Instructions to follow - Count the lines in the material below that contain the string "cloud". Reply with the number only.

Stored rows -
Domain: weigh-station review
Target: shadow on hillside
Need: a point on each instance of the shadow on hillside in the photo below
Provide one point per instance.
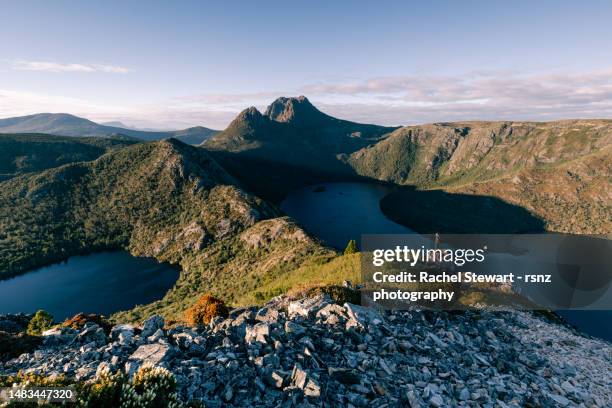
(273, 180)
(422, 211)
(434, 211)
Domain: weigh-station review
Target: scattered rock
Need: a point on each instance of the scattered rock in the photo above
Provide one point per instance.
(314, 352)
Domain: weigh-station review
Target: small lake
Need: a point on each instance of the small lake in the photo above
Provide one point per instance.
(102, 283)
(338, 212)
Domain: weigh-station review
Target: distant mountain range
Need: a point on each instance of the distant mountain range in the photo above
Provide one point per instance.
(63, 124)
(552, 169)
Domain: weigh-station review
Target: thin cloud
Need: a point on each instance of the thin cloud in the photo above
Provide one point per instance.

--

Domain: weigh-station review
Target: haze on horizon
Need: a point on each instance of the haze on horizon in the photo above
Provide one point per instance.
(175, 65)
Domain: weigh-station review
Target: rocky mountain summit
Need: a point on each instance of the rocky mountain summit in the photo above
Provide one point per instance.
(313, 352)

The solution - 2